Vorgegebener Text:

Comenius, Johann Amos - Das wiedergefundene Paradies - Das 10. Capitel.

Comenius, Johann Amos - Das wiedergefundene Paradies - Das 10. Capitel.

Die Gläubigen haben in allem Genüge.

Die Welt ist voll von geschäftigen Marthen, welche laufen und rennen, sich bemühen, und alles von allen Orten zusammen raffen, dabey aber doch niemals genug haben. Diese aber haben eine andere Art und Beschaffenheit: Ein jeder hat genug, wenn er stille bey den Füssen seines Herrn sitzen kann, und ist mit allem zufrieden, was ihm dabey begegnet. Denn sie halten für den besten Reichthum die inwohnende Gnade Gottes, worüber sie sich einzig und allein freuen: Die äusserlichen Dinge, welche die Welt Güter nennet, achten sie mehr für eine Bestrickung als Gewinn; welche sie aber doch zur Nothdurft des Lebens, und zwar nur zur Nothdurft gebrauchen. Derohalben mag Gott einem davon viel oder wenig bescheren, so spricht ein jeglicher, er habe genug. Denn sie glauben gewiß, und verlassen sich gänzlich darauf, daß sie unter Gottes Vorsorge sind, und deswegen halten sie für unbillig, über das, was Gott bescheret, etwas mehr zu verlangen.

Hierbey sahe ich eine bewunderswürdige Sache. Einige hatten Güter, Silber, Gold, Kronen, Scepter genug, (denn auch solche Dinge theilt Gott unter die Seinen aus;) andere aber fast nichts, ausser einen halbnackenden, mit Hunger und Durst ausgedorreten Leib: Doch sage jene, sie hätten nichts; diese sie hätten alles, und beyde waren einerley guten Muthes. Allhier habe ich wahrgenommen, daß derjenige wahrhaftig reich sey, und an nichts Mangel habe, welcher an dem, was er hat, sich begnügen lassen kann; dem es gleich viel und einerley ist, viel, wenig oder kein Geld zu haben; ein grosses, kleines oder gar kein Häuslein zu besitzen; ein kostbares, schlechtes oder gar kein Kleid anzuziehen; viele, einen oder keinen Freund zu behalten; einen hohen, niedrigen, oder keinen Ort, Amt, Ehre und Ansehen rc. zu bekommen; in Summa: Etwas oder nichts zu seyn, ist ihnen alles einerley, und sind immer zufrieden; wie Gott will und sie führet, sie stellet oder setzet, so gehen, stehen, sitzen sie, und glauben, daß es alles gut sey, und besser, als sie es verstehen.

Bereitgestellte Angaben:
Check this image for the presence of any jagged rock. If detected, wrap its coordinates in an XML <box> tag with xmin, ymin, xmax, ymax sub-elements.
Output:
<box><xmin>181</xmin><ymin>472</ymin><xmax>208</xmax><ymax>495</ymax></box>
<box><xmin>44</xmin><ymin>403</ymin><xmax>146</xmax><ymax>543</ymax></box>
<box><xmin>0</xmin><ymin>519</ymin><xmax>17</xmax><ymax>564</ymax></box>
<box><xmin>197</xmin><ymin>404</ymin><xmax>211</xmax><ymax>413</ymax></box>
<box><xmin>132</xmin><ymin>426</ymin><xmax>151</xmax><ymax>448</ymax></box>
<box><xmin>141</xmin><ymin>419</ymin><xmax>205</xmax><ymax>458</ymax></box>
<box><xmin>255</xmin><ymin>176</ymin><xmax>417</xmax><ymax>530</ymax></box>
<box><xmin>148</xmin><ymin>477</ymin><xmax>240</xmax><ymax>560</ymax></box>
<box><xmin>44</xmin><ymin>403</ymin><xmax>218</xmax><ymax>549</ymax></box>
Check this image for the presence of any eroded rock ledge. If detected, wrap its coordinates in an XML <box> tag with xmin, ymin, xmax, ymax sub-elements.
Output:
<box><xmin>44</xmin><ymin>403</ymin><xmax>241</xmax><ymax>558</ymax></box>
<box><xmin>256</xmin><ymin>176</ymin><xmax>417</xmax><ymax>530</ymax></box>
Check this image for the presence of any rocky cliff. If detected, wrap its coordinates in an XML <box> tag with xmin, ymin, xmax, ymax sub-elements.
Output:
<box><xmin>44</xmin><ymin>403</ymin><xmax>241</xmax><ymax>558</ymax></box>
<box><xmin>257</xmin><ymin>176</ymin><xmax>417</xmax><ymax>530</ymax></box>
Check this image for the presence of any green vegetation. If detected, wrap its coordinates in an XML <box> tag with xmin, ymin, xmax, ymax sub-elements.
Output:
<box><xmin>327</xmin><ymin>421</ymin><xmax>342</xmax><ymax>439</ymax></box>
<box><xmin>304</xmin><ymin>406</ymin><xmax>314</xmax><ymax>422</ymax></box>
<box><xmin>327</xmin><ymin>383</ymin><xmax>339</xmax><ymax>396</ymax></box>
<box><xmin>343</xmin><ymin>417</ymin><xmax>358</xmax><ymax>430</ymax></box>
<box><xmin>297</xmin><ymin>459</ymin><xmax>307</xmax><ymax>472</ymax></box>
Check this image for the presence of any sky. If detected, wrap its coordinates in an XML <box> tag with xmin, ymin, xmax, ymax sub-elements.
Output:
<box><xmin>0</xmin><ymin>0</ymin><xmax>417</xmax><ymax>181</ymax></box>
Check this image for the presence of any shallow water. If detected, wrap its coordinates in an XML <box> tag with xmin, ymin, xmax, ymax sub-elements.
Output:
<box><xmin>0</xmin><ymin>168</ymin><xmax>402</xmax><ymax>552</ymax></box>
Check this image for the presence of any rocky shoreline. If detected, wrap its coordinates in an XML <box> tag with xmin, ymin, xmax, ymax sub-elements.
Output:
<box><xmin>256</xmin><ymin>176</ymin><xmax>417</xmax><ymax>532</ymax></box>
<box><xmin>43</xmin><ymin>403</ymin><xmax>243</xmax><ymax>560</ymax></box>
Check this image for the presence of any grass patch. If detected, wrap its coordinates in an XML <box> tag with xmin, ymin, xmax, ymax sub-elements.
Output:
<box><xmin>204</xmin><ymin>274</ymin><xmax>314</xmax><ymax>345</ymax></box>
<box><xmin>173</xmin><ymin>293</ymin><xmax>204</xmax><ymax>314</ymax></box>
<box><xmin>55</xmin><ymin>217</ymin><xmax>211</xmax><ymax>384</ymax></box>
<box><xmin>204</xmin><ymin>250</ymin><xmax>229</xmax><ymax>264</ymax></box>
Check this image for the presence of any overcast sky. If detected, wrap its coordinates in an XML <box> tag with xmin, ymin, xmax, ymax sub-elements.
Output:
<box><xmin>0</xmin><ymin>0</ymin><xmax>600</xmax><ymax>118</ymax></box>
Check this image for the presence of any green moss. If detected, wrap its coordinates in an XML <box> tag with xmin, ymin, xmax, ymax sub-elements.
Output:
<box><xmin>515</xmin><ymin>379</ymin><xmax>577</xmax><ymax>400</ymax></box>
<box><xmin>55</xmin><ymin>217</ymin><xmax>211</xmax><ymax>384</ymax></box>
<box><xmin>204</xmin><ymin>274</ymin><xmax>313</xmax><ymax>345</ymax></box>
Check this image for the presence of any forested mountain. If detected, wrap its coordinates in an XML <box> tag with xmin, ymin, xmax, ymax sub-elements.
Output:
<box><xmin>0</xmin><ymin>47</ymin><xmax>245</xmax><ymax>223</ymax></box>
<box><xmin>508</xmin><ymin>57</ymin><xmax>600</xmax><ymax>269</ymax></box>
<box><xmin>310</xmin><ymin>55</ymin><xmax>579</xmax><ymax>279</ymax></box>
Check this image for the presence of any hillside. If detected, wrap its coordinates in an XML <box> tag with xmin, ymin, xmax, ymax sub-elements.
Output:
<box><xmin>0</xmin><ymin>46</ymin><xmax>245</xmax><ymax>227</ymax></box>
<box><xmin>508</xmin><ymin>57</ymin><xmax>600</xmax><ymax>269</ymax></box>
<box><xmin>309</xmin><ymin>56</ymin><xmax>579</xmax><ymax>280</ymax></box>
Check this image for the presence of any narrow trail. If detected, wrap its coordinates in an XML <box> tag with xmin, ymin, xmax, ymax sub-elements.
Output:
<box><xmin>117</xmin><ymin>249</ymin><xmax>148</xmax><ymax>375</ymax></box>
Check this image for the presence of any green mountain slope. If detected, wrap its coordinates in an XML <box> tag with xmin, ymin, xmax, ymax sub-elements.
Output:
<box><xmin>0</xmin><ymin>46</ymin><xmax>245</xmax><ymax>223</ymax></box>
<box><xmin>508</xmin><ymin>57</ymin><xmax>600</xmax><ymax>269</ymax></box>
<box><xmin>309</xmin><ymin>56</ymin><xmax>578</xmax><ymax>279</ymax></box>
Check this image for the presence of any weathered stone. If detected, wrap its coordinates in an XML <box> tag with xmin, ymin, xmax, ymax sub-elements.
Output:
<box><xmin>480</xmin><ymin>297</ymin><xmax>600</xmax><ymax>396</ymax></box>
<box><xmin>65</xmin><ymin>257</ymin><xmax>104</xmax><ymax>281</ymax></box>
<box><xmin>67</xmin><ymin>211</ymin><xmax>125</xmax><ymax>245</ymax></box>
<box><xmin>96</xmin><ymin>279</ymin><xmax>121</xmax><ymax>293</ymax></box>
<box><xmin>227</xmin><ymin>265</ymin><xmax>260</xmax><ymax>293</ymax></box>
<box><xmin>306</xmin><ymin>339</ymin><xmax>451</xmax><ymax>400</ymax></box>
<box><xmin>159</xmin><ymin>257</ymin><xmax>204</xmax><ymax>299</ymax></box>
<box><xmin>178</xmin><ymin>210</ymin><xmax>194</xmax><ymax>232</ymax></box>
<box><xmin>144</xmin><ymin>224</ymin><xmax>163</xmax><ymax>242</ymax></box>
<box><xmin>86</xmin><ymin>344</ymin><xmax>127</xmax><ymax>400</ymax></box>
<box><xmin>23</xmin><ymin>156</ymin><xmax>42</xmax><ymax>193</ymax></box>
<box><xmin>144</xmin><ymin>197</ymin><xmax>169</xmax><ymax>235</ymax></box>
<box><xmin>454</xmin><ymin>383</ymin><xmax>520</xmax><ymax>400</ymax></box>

Die Aufgabe: Schreibe das Kapitel über die Genügsamkeit der Gläubigen im Anschluss an seinen letzten Satz weiter.

Deine Antwort:
O glückselige und begehrenswürdige Fülle! Wie glückselig sind doch diejenigen, die also reich sind! Denn ob schon etliche in den Augen der Welt elend und miserabel wären, so sind sie doch in der Wahrheit besser versorget, als irgend einige Reichen der Welt, auch was die zeitliche Dinge betrift. Denn diese wollen selbst ihre eigene Versorger seyn, und sind auch mit ihren Gütern tausenderley Zufällen unterworfen: Feuer, Wasser, Rost, Diebe, u. d. gl. bringen sie leicht darum: Jene aber haben Gott zum Vorsorger, und haben jederzeit bey ihm in aller Noth einen lebendigen Vorrath, welcher sie täglich aus seinem Speicher sättiget, aus seiner Kammer bekleidet, aus seinem Schatzkasten ihnen ihren Unterhalt darreichet. Und ob es schon nicht allezeit so überflüssig, so geschiehet es doch allezeit zu hinlänglicher Nothdurft: Ists nicht allezeit nach ihren Gedanken, so geschicht es doch nach seiner allweisen Vorsorge, an welcher sie tausendmal lieber hangen, als auf ihrem Verstande beruhen.